Segment Start: SOURCE INFORMATION

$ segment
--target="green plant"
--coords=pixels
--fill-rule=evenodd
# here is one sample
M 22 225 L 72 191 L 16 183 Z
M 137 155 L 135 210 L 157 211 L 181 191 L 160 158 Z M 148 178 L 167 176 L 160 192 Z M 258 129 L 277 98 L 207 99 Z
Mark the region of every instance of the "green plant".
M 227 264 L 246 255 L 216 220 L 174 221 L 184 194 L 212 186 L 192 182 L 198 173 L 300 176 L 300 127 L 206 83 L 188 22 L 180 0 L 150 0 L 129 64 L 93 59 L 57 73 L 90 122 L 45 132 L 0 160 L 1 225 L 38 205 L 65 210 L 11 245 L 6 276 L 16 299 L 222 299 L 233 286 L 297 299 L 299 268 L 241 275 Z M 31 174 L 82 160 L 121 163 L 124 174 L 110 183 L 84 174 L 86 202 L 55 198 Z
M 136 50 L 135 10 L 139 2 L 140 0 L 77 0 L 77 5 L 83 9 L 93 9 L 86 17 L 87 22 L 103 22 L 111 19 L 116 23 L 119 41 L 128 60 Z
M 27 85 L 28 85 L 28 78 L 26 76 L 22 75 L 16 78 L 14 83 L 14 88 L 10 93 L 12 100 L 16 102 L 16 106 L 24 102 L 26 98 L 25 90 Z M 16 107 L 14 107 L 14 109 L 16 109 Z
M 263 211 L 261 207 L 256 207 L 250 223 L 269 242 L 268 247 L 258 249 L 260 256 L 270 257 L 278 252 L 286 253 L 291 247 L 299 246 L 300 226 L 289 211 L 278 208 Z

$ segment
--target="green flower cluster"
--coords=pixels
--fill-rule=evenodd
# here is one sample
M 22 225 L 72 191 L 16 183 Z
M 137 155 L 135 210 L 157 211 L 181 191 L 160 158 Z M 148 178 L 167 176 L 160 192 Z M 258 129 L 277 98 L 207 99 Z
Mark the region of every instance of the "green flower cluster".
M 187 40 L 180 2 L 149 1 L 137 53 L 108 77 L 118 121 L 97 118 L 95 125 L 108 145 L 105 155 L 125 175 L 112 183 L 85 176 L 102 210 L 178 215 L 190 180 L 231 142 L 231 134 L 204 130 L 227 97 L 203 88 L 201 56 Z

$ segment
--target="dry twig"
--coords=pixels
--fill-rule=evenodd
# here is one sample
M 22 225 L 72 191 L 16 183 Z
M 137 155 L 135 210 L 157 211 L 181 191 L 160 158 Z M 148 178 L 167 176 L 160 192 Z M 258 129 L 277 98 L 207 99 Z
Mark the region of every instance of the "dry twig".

Segment End: SOURCE INFORMATION

*DIRECTIONS FOR THIS TASK*. Set down every record once more, exactly as written.

*RESPONSE BELOW*.
$ segment
--target="green plant"
--coords=pixels
--fill-rule=evenodd
# here is one sample
M 22 225 L 72 191 L 16 183 Z
M 137 155 L 135 210 L 157 211 L 181 191 L 160 158 Z M 148 178 L 167 176 L 160 192 Z M 258 129 L 277 98 L 207 99 Z
Mark the region of every instance of the "green plant".
M 227 264 L 246 255 L 216 220 L 174 221 L 184 194 L 212 186 L 192 182 L 198 173 L 300 176 L 300 127 L 206 83 L 188 22 L 180 0 L 150 0 L 129 64 L 93 59 L 57 73 L 90 122 L 45 132 L 0 160 L 1 225 L 38 205 L 65 210 L 11 245 L 6 276 L 16 299 L 222 299 L 233 286 L 297 299 L 299 268 L 241 275 Z M 31 174 L 82 160 L 121 163 L 124 174 L 110 183 L 84 174 L 86 202 L 55 198 Z
M 136 50 L 135 10 L 139 2 L 140 0 L 77 0 L 77 5 L 83 9 L 93 9 L 86 17 L 87 22 L 103 22 L 111 19 L 116 23 L 119 41 L 128 60 Z
M 27 85 L 28 85 L 28 78 L 26 76 L 22 75 L 16 78 L 14 83 L 14 88 L 10 93 L 12 100 L 16 102 L 16 106 L 24 102 L 26 98 L 25 90 Z M 16 107 L 14 107 L 14 109 L 16 109 Z
M 263 211 L 261 207 L 256 207 L 250 223 L 269 242 L 268 247 L 258 249 L 260 256 L 270 257 L 278 252 L 286 253 L 291 247 L 299 246 L 300 226 L 289 211 L 278 208 Z

$ segment
--target="green flower cluster"
--coords=pixels
--fill-rule=evenodd
# here is one sample
M 22 225 L 72 191 L 16 183 Z
M 137 155 L 135 210 L 157 211 L 181 191 L 160 158 Z M 148 178 L 167 176 L 160 192 Z M 258 129 L 277 98 L 207 99 Z
Mark the region of every instance of the "green flower cluster".
M 187 40 L 180 2 L 149 1 L 137 53 L 108 77 L 118 121 L 97 118 L 95 125 L 108 145 L 105 155 L 125 175 L 112 183 L 85 176 L 102 210 L 178 215 L 190 180 L 231 142 L 231 134 L 204 130 L 227 97 L 203 88 L 201 56 Z

$ segment
--target="dry twig"
--coords=pixels
--fill-rule=evenodd
# here is one sample
M 22 225 L 72 191 L 16 183 Z
M 137 155 L 135 210 L 157 211 L 181 191 L 160 158 Z M 148 178 L 167 176 L 160 192 Z M 258 129 L 277 98 L 207 99 Z
Mark the region of every instance of the "dry twig".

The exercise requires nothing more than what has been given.